→ Request
Rewrite the listing below with every occurrence of "Could you kindly give" replaced by "Please provide", changing nothing else. Omit the pictures from your output.

## start

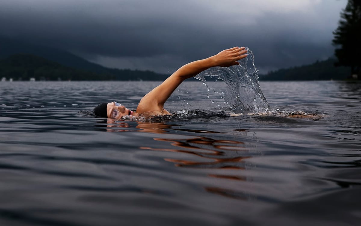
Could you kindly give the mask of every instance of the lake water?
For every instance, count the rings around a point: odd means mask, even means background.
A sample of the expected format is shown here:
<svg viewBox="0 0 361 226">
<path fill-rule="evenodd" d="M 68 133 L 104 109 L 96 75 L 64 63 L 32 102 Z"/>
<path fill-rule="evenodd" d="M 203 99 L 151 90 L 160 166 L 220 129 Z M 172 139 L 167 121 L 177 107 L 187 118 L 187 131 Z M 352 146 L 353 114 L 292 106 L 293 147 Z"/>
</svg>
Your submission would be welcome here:
<svg viewBox="0 0 361 226">
<path fill-rule="evenodd" d="M 159 83 L 0 83 L 0 225 L 358 225 L 361 83 L 260 83 L 273 109 L 317 120 L 228 117 L 200 82 L 165 106 L 190 117 L 87 114 Z"/>
</svg>

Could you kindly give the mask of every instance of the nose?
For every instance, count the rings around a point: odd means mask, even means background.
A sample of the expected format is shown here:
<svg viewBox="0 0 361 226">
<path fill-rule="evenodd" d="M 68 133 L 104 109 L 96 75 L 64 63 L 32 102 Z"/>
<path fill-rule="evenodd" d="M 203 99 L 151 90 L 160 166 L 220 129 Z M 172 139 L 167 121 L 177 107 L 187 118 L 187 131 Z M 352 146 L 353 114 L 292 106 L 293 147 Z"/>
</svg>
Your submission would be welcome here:
<svg viewBox="0 0 361 226">
<path fill-rule="evenodd" d="M 118 107 L 118 109 L 119 109 L 119 110 L 121 112 L 124 113 L 124 110 L 125 109 L 125 107 L 122 105 Z"/>
</svg>

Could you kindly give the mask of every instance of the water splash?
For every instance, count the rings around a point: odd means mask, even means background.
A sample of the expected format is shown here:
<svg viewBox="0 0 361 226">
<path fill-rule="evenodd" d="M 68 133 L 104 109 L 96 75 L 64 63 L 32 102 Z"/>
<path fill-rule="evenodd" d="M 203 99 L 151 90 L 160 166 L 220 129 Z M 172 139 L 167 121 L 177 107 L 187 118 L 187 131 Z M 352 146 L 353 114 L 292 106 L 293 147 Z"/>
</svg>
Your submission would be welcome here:
<svg viewBox="0 0 361 226">
<path fill-rule="evenodd" d="M 227 85 L 224 91 L 215 92 L 221 95 L 228 107 L 235 113 L 261 113 L 269 111 L 271 108 L 265 97 L 258 81 L 258 71 L 255 65 L 255 57 L 248 48 L 248 56 L 239 61 L 240 64 L 229 68 L 216 67 L 208 69 L 195 78 L 202 81 L 207 87 L 207 97 L 211 90 L 205 77 L 215 77 Z M 249 59 L 252 65 L 248 65 Z"/>
</svg>

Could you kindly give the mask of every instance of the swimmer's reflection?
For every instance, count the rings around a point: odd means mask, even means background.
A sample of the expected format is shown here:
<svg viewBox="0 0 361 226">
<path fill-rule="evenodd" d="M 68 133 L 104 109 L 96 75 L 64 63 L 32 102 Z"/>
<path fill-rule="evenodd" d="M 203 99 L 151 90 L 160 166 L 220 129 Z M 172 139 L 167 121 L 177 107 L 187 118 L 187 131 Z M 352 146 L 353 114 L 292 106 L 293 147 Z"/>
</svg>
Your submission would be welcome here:
<svg viewBox="0 0 361 226">
<path fill-rule="evenodd" d="M 109 132 L 132 131 L 160 134 L 169 132 L 170 130 L 171 130 L 203 134 L 218 133 L 217 132 L 208 130 L 172 129 L 173 127 L 178 127 L 179 125 L 163 122 L 136 122 L 137 124 L 135 128 L 138 129 L 135 130 L 126 122 L 116 121 L 114 119 L 108 119 L 107 121 L 106 131 Z M 217 171 L 218 169 L 242 170 L 245 169 L 244 160 L 252 157 L 249 154 L 249 149 L 245 146 L 245 143 L 240 141 L 217 140 L 204 136 L 193 136 L 184 139 L 162 138 L 154 138 L 153 139 L 158 141 L 170 143 L 174 148 L 157 148 L 142 146 L 139 148 L 143 150 L 187 154 L 183 156 L 185 156 L 185 158 L 187 159 L 164 158 L 165 161 L 174 163 L 174 165 L 178 167 L 216 169 Z M 195 160 L 195 159 L 197 160 Z M 208 176 L 221 179 L 247 181 L 252 180 L 252 178 L 249 177 L 234 174 L 214 173 L 209 174 Z M 216 186 L 206 186 L 205 187 L 205 189 L 208 192 L 237 199 L 247 200 L 250 196 L 249 195 L 245 194 L 239 191 Z"/>
</svg>

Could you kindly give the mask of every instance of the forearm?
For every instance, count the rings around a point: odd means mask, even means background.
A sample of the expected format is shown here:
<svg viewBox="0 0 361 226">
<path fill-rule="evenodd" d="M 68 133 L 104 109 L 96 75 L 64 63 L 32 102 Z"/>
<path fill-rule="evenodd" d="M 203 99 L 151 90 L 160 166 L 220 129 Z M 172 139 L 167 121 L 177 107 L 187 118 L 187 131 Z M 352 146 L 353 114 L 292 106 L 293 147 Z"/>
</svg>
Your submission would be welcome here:
<svg viewBox="0 0 361 226">
<path fill-rule="evenodd" d="M 213 57 L 210 57 L 187 64 L 181 67 L 172 76 L 178 77 L 183 81 L 195 76 L 208 68 L 216 66 L 217 65 Z"/>
</svg>

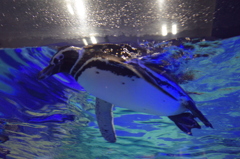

## end

→ Solution to this exercise
Please provide the mask of every instance of the lake water?
For every instance, count the rings around a point: odd means mask, even means background.
A sample of the expected format is shown here:
<svg viewBox="0 0 361 226">
<path fill-rule="evenodd" d="M 68 133 L 104 109 L 96 75 L 64 63 L 32 102 Z"/>
<path fill-rule="evenodd" d="M 203 99 L 151 90 L 160 166 L 220 129 Z M 172 139 L 167 121 L 177 107 L 187 118 L 187 131 Z M 352 146 L 353 114 L 292 106 L 293 147 Z"/>
</svg>
Your submission would be welcome here:
<svg viewBox="0 0 361 226">
<path fill-rule="evenodd" d="M 159 83 L 0 83 L 0 225 L 358 225 L 361 83 L 260 83 L 273 109 L 317 120 L 228 117 L 200 82 L 165 106 L 190 117 L 87 114 Z"/>
</svg>

Please provide the mask of every instance of the nose?
For every instance, count the rings around a point: odd means mask, even means background.
A sample of the expected format is shown here:
<svg viewBox="0 0 361 226">
<path fill-rule="evenodd" d="M 68 133 L 104 109 L 96 75 L 64 63 L 32 102 Z"/>
<path fill-rule="evenodd" d="M 203 99 L 151 90 L 160 166 L 220 129 Z M 172 139 L 167 121 L 177 107 L 187 118 L 187 131 Z M 352 146 L 353 114 L 292 106 L 293 147 Z"/>
</svg>
Your submission would be welcome here:
<svg viewBox="0 0 361 226">
<path fill-rule="evenodd" d="M 118 107 L 118 109 L 119 109 L 119 110 L 121 112 L 124 113 L 124 110 L 125 109 L 125 107 L 122 105 Z"/>
</svg>

Please provide the mask of every instance of the water splash?
For every instance, count the rings around a point: odd means mask, even means background.
A sample of the expected format is shown here:
<svg viewBox="0 0 361 226">
<path fill-rule="evenodd" d="M 68 133 L 104 109 L 96 75 L 64 63 L 32 102 Z"/>
<path fill-rule="evenodd" d="M 203 99 L 151 90 L 160 166 L 220 129 Z M 172 139 L 167 121 L 177 107 L 187 118 L 187 131 Z M 352 146 L 353 114 L 292 106 L 293 147 Z"/>
</svg>
Your submission would be welcome here:
<svg viewBox="0 0 361 226">
<path fill-rule="evenodd" d="M 227 85 L 224 91 L 215 92 L 221 95 L 228 107 L 235 113 L 261 113 L 269 111 L 271 108 L 265 97 L 258 81 L 258 71 L 255 65 L 255 57 L 248 48 L 248 56 L 239 61 L 240 64 L 229 68 L 216 67 L 208 69 L 195 78 L 202 81 L 207 87 L 207 97 L 211 90 L 205 77 L 215 77 Z M 249 59 L 252 65 L 248 65 Z"/>
</svg>

Please provide the mask of every instance of the swimmer's reflection?
For every instance, count the rings around a point: odd means mask, even means background.
A sample of the expected format is shown here:
<svg viewBox="0 0 361 226">
<path fill-rule="evenodd" d="M 68 133 L 104 109 L 96 75 L 64 63 L 32 102 Z"/>
<path fill-rule="evenodd" d="M 203 99 L 151 90 L 160 166 L 220 129 Z M 172 139 L 167 121 L 177 107 L 187 118 L 187 131 Z M 352 146 L 353 114 L 292 106 L 293 147 Z"/>
</svg>
Your submission would be welcome here:
<svg viewBox="0 0 361 226">
<path fill-rule="evenodd" d="M 109 132 L 132 131 L 160 134 L 169 132 L 170 130 L 171 130 L 203 134 L 218 133 L 217 132 L 208 130 L 172 129 L 173 127 L 178 127 L 179 125 L 163 122 L 136 122 L 137 124 L 135 128 L 138 129 L 135 130 L 126 122 L 116 121 L 114 119 L 108 119 L 107 121 L 106 131 Z M 217 171 L 218 169 L 242 170 L 245 169 L 244 160 L 252 157 L 249 154 L 249 149 L 245 146 L 245 143 L 240 141 L 217 140 L 204 136 L 193 136 L 184 139 L 162 138 L 154 138 L 153 139 L 158 141 L 170 143 L 174 148 L 157 148 L 142 146 L 139 148 L 143 150 L 187 154 L 183 156 L 185 156 L 185 158 L 187 159 L 164 158 L 165 161 L 174 163 L 174 165 L 178 167 L 216 169 Z M 195 160 L 195 159 L 197 160 Z M 208 176 L 221 179 L 247 181 L 252 180 L 252 178 L 249 177 L 234 174 L 214 173 L 209 174 Z M 216 186 L 206 186 L 205 187 L 205 189 L 208 192 L 237 199 L 247 200 L 250 196 L 249 195 L 245 194 L 239 191 Z"/>
</svg>

Please provide the mask of every instance of the forearm?
For every instance, count the rings around a point: odd means mask, even means background.
A sample of the expected format is shown here:
<svg viewBox="0 0 361 226">
<path fill-rule="evenodd" d="M 68 133 L 104 109 L 96 75 L 64 63 L 32 102 Z"/>
<path fill-rule="evenodd" d="M 203 99 L 151 90 L 160 166 L 220 129 Z M 172 139 L 167 121 L 177 107 L 187 118 L 187 131 Z M 352 146 L 353 114 L 292 106 L 293 147 Z"/>
</svg>
Your submission would be welcome here:
<svg viewBox="0 0 361 226">
<path fill-rule="evenodd" d="M 213 57 L 210 57 L 187 64 L 181 67 L 172 76 L 178 77 L 183 81 L 195 76 L 208 68 L 216 66 L 217 65 Z"/>
</svg>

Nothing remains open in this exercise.